What the task asks: Each record below should be reproduced as it is written, with pictures left out entirely.

Record extracts below:

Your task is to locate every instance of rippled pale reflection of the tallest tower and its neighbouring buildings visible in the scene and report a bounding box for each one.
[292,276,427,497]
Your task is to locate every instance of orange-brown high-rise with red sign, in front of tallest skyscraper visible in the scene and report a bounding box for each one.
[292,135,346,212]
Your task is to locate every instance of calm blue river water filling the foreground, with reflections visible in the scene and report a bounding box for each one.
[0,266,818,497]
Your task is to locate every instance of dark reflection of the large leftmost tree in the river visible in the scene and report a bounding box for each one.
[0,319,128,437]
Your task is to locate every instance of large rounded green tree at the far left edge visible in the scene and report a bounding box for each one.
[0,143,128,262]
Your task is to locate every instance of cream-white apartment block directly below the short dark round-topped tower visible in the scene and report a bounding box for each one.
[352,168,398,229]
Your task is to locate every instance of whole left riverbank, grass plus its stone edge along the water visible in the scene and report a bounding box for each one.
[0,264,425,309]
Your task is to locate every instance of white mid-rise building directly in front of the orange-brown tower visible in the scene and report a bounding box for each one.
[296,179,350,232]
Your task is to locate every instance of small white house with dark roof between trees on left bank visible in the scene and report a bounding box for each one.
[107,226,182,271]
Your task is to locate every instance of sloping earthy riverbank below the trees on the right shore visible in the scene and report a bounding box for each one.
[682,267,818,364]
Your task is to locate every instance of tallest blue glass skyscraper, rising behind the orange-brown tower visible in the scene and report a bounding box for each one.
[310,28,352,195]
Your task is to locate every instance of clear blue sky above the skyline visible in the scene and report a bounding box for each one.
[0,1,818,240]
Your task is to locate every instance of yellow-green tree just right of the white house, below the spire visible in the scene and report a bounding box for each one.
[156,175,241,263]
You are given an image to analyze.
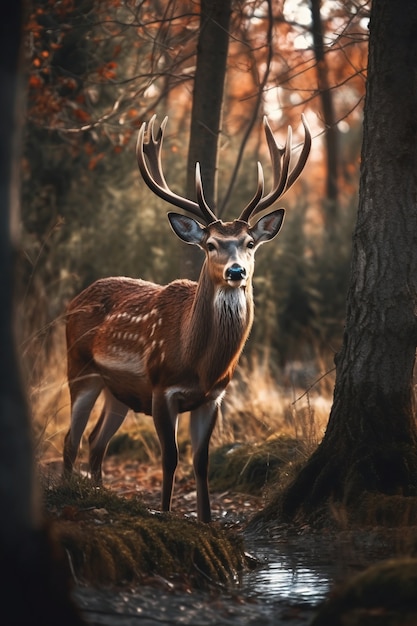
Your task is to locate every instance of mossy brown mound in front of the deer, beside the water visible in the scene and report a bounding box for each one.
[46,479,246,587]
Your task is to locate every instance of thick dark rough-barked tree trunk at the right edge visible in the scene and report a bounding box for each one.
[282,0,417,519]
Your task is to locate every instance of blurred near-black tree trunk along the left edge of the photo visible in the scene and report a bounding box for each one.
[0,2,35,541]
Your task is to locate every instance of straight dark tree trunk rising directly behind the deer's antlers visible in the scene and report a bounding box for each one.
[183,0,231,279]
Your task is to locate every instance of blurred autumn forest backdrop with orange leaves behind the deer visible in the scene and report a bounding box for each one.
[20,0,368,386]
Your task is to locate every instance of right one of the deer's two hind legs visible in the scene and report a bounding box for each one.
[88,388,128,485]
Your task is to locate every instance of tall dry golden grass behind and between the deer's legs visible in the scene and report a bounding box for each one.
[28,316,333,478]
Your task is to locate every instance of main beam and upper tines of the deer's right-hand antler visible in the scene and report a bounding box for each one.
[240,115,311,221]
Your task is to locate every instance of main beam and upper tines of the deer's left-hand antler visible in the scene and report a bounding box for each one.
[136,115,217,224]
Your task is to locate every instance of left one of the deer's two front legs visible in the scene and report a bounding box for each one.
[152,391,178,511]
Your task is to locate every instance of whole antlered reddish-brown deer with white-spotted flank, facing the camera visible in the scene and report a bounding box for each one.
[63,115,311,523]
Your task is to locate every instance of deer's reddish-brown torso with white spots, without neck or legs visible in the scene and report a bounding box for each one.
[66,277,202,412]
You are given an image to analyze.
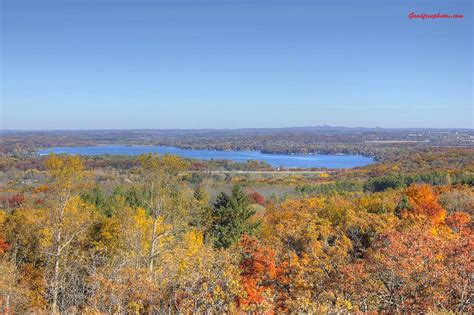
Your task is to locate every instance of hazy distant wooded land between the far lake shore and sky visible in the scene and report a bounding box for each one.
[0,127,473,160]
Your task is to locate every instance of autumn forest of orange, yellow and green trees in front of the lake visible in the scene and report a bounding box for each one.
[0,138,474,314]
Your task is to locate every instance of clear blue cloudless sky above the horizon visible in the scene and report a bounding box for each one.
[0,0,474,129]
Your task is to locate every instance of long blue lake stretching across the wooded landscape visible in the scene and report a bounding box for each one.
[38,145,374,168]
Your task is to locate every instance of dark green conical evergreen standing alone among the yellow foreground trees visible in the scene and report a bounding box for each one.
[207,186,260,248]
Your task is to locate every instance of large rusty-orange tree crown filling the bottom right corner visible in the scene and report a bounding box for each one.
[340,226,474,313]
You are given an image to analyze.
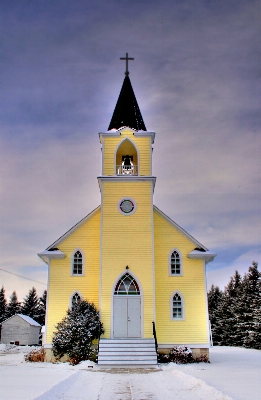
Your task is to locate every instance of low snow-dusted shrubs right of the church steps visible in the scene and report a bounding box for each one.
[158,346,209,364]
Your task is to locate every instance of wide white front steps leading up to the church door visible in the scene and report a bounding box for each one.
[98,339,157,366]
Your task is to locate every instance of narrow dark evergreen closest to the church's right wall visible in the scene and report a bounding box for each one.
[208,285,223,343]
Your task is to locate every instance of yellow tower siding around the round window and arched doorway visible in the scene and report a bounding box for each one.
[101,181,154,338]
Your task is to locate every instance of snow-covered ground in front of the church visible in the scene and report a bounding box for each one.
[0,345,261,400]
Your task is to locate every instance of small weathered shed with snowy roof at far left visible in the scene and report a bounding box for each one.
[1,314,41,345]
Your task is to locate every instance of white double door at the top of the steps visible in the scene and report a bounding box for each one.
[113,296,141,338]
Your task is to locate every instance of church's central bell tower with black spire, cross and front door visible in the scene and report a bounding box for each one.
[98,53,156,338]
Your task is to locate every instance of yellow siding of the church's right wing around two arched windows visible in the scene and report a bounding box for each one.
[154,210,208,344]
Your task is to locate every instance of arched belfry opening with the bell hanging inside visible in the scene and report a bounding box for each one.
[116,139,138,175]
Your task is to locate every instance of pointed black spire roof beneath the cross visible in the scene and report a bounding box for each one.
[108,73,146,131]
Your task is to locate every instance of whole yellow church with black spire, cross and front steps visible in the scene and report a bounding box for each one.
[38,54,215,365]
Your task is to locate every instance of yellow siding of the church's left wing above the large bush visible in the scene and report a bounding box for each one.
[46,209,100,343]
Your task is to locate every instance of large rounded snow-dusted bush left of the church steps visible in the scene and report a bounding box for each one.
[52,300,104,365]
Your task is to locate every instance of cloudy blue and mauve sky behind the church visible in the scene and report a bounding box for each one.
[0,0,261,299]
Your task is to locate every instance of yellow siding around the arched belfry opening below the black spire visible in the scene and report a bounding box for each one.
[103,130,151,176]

End of Record extracts.

Result of the exercise:
Your task is to locate every instance of rippled pale reflection of the tallest tower and its neighbouring buildings visible in the scene and report a bounding box for each one.
[292,276,427,497]
Your task is to locate every instance of orange-brown high-rise with red sign, in front of tallest skyscraper visible in the scene and report a bounding box for each one.
[292,135,346,212]
Your task is to locate every instance of calm blue river water filling the foreground, with reflections visible in the scene and report a bounding box for each one.
[0,266,818,497]
Your task is to locate every instance of dark reflection of the large leftmost tree in the river visible in the scene and report a bounding box for each one.
[0,319,128,437]
Your task is to locate every instance of large rounded green tree at the far left edge visible in the scene and report a bounding box for each one.
[0,143,128,262]
Your task is to locate every instance of cream-white apartment block directly below the short dark round-topped tower visible in the scene and report a bounding box for each one.
[352,168,398,229]
Your task is to locate every instance of whole left riverbank, grass plus its stone edge along the water visible in the scene and report a bounding box for each one.
[0,264,425,309]
Your task is to locate every instance of white mid-rise building directly in front of the orange-brown tower visible in the scene and report a bounding box for each one.
[296,179,350,232]
Your task is to locate every instance of small white house with dark roof between trees on left bank visible in the scene and report a bounding box for each one.
[107,226,182,271]
Your task is to locate every instance of sloping earthy riverbank below the trees on the right shore visible in the scene and report a bounding box for each one.
[682,267,818,364]
Your task is to locate every instance of tallest blue glass skyscraper, rising behind the orange-brown tower visible in the scene and report a bounding box for each one.
[310,28,352,195]
Your task is to locate every instance of clear blue sky above the skyline visible in the scene and report a bounding box for each one.
[0,1,818,240]
Your task is to locate every instance of yellow-green tree just right of the white house, below the spire visible in the scene and report a bounding box for each one.
[156,175,241,263]
You are given an image to analyze.
Your task is to locate every instance of mossy brown mound in front of the deer, beside the water visible in the scene and report a bounding box for each one.
[46,479,246,587]
Your task is to locate every instance of thick dark rough-barked tree trunk at the right edge visible in the scene and report a bounding box for each one.
[282,0,417,519]
Your task is to locate every instance of blurred near-black tree trunk along the left edge of the photo visible in the scene and report a bounding box for each one.
[0,2,35,541]
Your task is to locate every instance of straight dark tree trunk rising directly behind the deer's antlers visible in the scene and report a bounding box for each one.
[183,0,231,279]
Your task is to locate every instance of blurred autumn forest backdrop with orange leaves behind the deer visible in the scene and report a bounding box for each one.
[20,0,368,386]
Your task is to locate every instance of right one of the deer's two hind legs visible in the scene and report a bounding box for each one.
[88,388,128,485]
Your task is to locate every instance of tall dry golden grass behind and between the deer's legs visible in the scene and report a bounding box for each one.
[28,316,333,478]
Your task is to locate every instance of main beam and upper tines of the deer's right-hand antler visible in the scene and report a bounding box for each one.
[240,115,311,221]
Your task is to locate every instance of main beam and upper tines of the deer's left-hand antler visible in the scene and report a bounding box for each one.
[136,115,217,224]
Your task is to locate every instance of left one of the deer's two front legs visible in the scene and report a bounding box for each one.
[152,391,178,511]
Your task is to locate every instance of whole antlered reddish-brown deer with white-spotted flank, facing the camera visible in the scene and report a bounding box for each one.
[63,115,311,523]
Your task is to locate every instance of deer's reddish-brown torso with white spots, without neck or legs visible in the scene and report a bounding box for each one.
[66,277,202,412]
You are given an image to analyze.
Your task is to locate every instance of hazy distant wooded land between the far lake shore and sky visible in the scene and report a bounding box for each one.
[0,127,473,160]
Your task is to locate every instance of autumn forest of orange, yellow and green trees in front of the lake visible in the scene and report a bounding box for each one.
[0,138,474,314]
Your task is to locate every instance of clear blue cloudless sky above the horizon visible in the scene and report a bounding box for each one.
[0,0,474,129]
Your task is to locate every instance of long blue lake stretching across the wooded landscape visible in the scene and report a bounding box for each one.
[38,145,374,168]
Your task is to locate every instance of dark green conical evergreen standing alone among the yellow foreground trees visible in the scene and report a bounding box for each one.
[207,186,260,248]
Your task is to locate every instance of large rusty-orange tree crown filling the bottom right corner visible in the scene and report a bounding box for each one.
[340,226,474,313]
You are given an image to analyze.
Your task is to locate every instance of low snow-dusted shrubs right of the church steps visible in the scene and report a bounding box for each one.
[158,346,209,364]
Your task is to locate every instance of wide white front steps leading up to the church door visible in the scene and report a bounding box for each one.
[98,339,157,366]
Your task is to locate every instance of narrow dark evergreen closest to the church's right wall visible in the scene and report a bounding box for each one.
[208,285,223,343]
Your task is to locate every instance of yellow tower siding around the round window and arched doorway visible in the scene and report a bounding box for each one.
[101,181,154,338]
Your task is to locate every instance of snow-covered ground in front of the church visible in the scene and report a bounding box for each one.
[0,345,261,400]
Your task is to locate every instance of small weathered shed with snowy roof at far left visible in the scene and report a bounding box for each one.
[1,314,41,345]
Your task is to locate every instance of white double door at the top of the steps visible in the scene and report a bounding box for each one.
[113,296,141,338]
Your task is to locate every instance of church's central bell tower with black spire, cross and front door visible in the scene and report a bounding box for each one.
[98,53,156,338]
Your task is to locate every instance of yellow siding of the church's right wing around two arched windows visible in the scene and report a bounding box for each one.
[154,210,208,344]
Your task is to locate every instance of arched belfry opening with the bell hanging inside visible in the scene and report a bounding box for each one.
[116,139,138,175]
Your task is to locate every instance of pointed black spire roof beneath the cross visible in the scene and report a bounding box for each one.
[108,73,146,131]
Your task is to locate every instance of whole yellow church with black spire, cross and front steps visible in the scene and report a bounding box for each one.
[38,54,215,365]
Your task is to locate every instance of yellow siding of the church's left wing above the large bush visible in the scene and report a bounding box for each one.
[46,209,100,343]
Your task is to locate every instance of large rounded snow-dusted bush left of the church steps visible in the scene and report a bounding box for each one.
[52,300,104,365]
Your task is to locate every instance of cloudy blue and mauve sky behind the church visible in the scene and report a bounding box for each one.
[0,0,261,299]
Your task is to locate every instance of yellow siding around the arched belfry opening below the black spire visible in the scene and report a bounding box for each one.
[103,130,151,176]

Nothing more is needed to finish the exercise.